▶ **Task instructions**
Copy every line below precisely, leaving nothing out.

Dataset entries
----------
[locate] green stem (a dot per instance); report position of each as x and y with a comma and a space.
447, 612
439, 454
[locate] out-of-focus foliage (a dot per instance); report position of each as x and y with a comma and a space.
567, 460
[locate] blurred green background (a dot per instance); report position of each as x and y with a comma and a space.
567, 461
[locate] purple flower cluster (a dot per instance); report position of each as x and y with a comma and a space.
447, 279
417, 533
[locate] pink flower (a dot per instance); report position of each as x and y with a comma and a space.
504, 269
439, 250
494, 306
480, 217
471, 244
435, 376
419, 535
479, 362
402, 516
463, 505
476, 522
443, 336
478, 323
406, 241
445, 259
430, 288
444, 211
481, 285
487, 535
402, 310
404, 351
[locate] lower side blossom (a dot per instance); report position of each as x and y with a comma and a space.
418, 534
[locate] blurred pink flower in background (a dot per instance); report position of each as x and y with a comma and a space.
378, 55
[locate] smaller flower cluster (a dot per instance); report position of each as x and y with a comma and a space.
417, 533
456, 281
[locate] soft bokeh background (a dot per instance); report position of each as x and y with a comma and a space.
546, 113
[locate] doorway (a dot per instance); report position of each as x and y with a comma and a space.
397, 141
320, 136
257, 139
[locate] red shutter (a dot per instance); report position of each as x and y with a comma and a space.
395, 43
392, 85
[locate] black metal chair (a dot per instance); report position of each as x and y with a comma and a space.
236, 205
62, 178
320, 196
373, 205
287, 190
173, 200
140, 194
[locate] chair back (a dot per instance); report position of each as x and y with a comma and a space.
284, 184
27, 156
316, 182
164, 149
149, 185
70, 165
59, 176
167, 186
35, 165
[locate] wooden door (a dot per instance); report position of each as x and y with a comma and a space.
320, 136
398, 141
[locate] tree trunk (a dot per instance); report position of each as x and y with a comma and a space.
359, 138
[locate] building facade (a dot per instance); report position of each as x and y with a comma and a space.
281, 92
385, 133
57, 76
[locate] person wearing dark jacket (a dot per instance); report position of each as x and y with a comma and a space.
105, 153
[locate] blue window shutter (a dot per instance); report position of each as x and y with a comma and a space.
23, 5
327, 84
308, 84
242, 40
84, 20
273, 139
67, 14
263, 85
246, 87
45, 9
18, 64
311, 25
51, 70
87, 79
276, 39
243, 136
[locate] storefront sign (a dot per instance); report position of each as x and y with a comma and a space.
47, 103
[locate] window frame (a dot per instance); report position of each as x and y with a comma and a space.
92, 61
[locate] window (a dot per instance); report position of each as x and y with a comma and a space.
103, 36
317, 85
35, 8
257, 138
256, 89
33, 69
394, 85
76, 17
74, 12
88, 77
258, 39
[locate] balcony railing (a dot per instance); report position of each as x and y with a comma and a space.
----------
▶ **Finished task**
[locate] green stem (a dot per instance); report position of each as x and y with a comma and a space.
447, 612
439, 454
[locate] out-of-focus foliage (a dot per instance); report position of each as x and y with a comma and a space.
567, 460
[locate] blurred green background (a dot per instance); report position of each as x and y with a comma and a space.
567, 461
[locate] purple flower cluster (a dot per instance); report position of each as x and y with a comma and a space.
447, 279
417, 533
[locate] pink flower (a dot per instance); report position of each as x and y with a comma and a space.
504, 269
439, 250
494, 306
480, 217
471, 244
435, 376
419, 535
479, 362
402, 516
463, 505
476, 522
443, 336
478, 323
406, 241
445, 259
430, 288
444, 211
481, 285
487, 535
402, 310
404, 351
[locate] lower side blossom (a dot per instance); report position of each as x and y with a comma and a space.
418, 534
[locate] blurred pink flower in background (a dot per instance); report position of each as x and y with a comma and a space.
378, 55
[locate] smaller flower cluster (a dot per instance); report position of each as x and y with a comma and a space.
417, 533
456, 281
[locate] soft bokeh background (a dot per instance); report position of each as x and y with a comma and a space.
546, 113
[locate] doorway (a dot per instance); report position of each as x and y with a comma and a space.
397, 141
320, 136
257, 139
[locate] red shutter (a dot per instance); report position of each as x and y with a comma and a space.
395, 43
392, 85
[locate] black metal chair (a dot per instance); report position of each as x and y with a comma and a space.
236, 205
62, 178
320, 196
373, 205
287, 190
173, 200
140, 194
[locate] chair back (a dot per instance); report position of each as x and y with a comma and a space.
284, 184
27, 156
316, 182
164, 149
149, 185
70, 165
59, 176
167, 186
35, 165
[locate] wooden door (a dot per instance); report position of each as x and y with a comma and a space.
320, 136
398, 141
[locate] tree trunk (a dot per instance); report position of each as x and y with a comma and a space.
359, 138
[locate] building facade (a dot per instance); report position of each as x and y with a comma and a space.
281, 92
385, 133
57, 76
[locate] person wearing dark jacket (a dot per instance); report position of each as x and y with a comma and a space.
105, 153
[locate] blue window shutter (a dot per instance); report position of each as x and y with a comma and a space.
23, 5
327, 84
308, 84
242, 40
84, 20
273, 139
67, 14
263, 85
246, 87
45, 9
18, 64
311, 25
51, 70
87, 79
276, 39
243, 136
[locate] storefront sign (a dot per instance); report position of each as x and y with a comma and a space.
47, 103
[locate] window frame (a dot per instance); report position of each as x and y with a comma and a space.
92, 61
[locate] window (a dot per instance); report position of each as x and y with a comma and a space.
103, 36
317, 85
35, 8
257, 138
256, 89
33, 69
394, 85
76, 17
74, 12
88, 77
258, 39
[locate] balcony railing (a dot per instance); report position of each as x and y with a comma and a space.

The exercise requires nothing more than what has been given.